[BEGIN Records supplied]

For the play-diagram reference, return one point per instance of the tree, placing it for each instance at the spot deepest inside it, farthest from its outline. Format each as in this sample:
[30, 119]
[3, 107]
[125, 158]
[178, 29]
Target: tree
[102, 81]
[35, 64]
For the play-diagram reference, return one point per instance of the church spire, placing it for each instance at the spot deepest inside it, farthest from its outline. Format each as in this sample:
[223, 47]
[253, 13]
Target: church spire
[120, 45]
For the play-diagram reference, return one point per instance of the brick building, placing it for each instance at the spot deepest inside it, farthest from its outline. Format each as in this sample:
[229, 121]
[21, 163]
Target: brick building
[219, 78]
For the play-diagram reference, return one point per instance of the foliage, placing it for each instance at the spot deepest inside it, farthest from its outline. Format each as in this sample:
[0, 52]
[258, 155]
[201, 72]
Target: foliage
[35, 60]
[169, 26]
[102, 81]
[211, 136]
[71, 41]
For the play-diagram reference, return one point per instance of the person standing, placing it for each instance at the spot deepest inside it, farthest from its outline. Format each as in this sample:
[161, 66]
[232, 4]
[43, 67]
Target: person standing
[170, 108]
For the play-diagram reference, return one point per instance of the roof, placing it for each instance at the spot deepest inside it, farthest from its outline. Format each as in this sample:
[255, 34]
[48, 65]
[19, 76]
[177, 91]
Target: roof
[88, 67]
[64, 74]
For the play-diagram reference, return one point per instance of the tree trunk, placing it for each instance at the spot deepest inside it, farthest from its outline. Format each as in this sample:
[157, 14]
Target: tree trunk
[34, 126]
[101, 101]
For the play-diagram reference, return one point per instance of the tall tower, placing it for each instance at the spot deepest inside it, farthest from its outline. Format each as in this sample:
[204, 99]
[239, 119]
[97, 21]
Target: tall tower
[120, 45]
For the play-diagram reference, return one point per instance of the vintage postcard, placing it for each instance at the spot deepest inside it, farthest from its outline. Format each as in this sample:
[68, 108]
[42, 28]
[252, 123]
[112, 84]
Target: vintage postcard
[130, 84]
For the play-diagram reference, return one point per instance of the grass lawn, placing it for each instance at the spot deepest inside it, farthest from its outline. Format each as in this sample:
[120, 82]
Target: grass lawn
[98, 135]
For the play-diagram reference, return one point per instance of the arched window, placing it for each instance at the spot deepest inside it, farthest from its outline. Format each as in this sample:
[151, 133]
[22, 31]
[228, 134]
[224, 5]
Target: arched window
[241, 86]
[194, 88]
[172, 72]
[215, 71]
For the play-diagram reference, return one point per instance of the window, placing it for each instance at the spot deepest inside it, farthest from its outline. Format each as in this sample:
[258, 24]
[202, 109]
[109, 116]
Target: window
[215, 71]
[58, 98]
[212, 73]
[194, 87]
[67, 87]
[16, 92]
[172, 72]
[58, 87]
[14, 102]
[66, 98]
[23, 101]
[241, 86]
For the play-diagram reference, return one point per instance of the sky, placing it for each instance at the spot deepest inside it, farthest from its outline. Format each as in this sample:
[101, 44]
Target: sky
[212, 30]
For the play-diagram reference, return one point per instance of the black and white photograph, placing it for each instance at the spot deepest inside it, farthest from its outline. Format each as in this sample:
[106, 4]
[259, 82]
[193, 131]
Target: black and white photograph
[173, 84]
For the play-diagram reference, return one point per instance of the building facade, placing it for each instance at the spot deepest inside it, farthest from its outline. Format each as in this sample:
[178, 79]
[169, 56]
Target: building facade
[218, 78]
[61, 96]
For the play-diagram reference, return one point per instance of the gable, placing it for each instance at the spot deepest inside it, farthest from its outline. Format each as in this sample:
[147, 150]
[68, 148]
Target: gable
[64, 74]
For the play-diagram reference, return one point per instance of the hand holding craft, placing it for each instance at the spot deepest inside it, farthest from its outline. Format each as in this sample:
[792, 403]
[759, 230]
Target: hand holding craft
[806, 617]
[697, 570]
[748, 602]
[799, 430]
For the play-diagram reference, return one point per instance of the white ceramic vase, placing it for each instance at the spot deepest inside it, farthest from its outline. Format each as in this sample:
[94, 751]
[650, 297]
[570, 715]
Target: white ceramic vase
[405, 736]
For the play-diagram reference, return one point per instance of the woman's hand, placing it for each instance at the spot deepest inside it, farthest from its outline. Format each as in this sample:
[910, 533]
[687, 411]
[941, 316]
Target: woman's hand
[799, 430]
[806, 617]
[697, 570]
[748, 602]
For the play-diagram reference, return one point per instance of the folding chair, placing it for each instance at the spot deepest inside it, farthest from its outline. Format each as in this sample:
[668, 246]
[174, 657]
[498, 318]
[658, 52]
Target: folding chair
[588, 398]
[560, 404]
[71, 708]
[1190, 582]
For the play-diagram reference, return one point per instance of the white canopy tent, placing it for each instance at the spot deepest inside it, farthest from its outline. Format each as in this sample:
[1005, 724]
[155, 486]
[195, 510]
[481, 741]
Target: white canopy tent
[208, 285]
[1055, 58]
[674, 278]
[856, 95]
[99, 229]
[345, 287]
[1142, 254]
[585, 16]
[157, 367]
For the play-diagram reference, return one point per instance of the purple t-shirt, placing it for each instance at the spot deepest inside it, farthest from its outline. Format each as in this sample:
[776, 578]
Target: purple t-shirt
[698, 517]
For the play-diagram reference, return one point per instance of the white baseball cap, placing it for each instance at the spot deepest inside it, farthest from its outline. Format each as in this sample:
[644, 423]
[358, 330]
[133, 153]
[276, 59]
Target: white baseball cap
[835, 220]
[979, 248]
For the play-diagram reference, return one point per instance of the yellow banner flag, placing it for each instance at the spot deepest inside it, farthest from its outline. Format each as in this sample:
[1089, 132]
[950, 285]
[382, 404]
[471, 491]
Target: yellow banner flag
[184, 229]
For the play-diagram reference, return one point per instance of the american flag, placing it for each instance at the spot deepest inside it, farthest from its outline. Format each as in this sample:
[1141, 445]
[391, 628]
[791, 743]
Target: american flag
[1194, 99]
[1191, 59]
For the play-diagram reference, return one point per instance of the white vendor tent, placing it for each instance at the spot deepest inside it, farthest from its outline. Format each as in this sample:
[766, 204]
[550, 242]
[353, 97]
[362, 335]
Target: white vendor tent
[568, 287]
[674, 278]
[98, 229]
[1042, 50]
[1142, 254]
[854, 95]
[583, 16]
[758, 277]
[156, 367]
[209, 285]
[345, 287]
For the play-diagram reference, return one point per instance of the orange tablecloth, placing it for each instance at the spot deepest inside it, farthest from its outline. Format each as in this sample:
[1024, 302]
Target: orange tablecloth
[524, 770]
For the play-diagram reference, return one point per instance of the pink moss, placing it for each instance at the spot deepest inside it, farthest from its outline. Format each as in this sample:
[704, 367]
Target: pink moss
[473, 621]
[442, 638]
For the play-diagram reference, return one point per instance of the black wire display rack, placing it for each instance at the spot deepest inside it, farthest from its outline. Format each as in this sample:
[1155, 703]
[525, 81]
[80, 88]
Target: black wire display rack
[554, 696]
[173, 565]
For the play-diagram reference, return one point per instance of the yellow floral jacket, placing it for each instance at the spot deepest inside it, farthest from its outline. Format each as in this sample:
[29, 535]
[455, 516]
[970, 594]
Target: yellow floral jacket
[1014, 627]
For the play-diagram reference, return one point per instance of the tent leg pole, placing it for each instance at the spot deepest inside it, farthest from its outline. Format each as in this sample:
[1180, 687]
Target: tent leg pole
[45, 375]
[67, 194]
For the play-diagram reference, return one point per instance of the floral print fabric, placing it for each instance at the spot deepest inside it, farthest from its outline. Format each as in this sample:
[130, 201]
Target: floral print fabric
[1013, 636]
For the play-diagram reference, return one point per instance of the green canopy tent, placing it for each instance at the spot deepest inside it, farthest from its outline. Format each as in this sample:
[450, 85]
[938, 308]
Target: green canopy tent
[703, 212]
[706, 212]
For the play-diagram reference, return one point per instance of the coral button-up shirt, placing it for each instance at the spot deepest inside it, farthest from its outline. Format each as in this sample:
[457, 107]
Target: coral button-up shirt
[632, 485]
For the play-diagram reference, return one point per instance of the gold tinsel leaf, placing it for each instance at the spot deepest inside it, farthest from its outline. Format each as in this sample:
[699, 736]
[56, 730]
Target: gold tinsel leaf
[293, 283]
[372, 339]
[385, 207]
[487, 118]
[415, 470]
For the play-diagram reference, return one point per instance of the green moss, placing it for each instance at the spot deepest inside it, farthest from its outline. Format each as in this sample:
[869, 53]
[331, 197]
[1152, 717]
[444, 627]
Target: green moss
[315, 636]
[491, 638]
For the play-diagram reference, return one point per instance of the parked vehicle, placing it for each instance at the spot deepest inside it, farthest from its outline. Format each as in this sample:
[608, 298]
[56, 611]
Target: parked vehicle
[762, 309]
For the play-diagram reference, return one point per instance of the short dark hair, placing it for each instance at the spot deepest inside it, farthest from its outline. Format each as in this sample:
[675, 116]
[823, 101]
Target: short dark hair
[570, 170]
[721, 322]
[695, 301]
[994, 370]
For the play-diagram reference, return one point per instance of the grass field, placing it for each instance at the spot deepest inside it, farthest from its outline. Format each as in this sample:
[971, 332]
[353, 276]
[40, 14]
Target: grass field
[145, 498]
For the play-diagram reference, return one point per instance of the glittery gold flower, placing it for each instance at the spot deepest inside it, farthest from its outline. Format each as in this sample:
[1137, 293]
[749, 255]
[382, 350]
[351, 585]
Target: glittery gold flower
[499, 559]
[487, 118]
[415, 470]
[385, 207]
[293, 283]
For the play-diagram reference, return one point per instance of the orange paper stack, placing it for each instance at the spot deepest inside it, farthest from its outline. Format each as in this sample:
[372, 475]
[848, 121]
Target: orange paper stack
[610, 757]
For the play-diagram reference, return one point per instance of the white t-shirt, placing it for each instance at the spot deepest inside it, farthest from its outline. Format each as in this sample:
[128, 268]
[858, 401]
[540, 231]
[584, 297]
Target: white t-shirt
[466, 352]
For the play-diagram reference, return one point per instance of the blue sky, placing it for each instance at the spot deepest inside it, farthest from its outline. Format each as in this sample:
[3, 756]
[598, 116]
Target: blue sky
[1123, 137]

[END Records supplied]

Set problem.
Render everything from the line containing "of the blue" down to the end of the records as a Markdown table with the columns Row and Record line, skipping any blank lines.

Worked solution.
| Row | Record line |
|---|---|
| 1 | For the play-diagram reference, return one point per instance of the blue sky, placing it for each instance at the spot deepest inside it, farthest from its outline. Format each as in this sample: |
| 2 | [3, 756] |
| 3 | [598, 116] |
| 4 | Target: blue sky |
| 5 | [1123, 137] |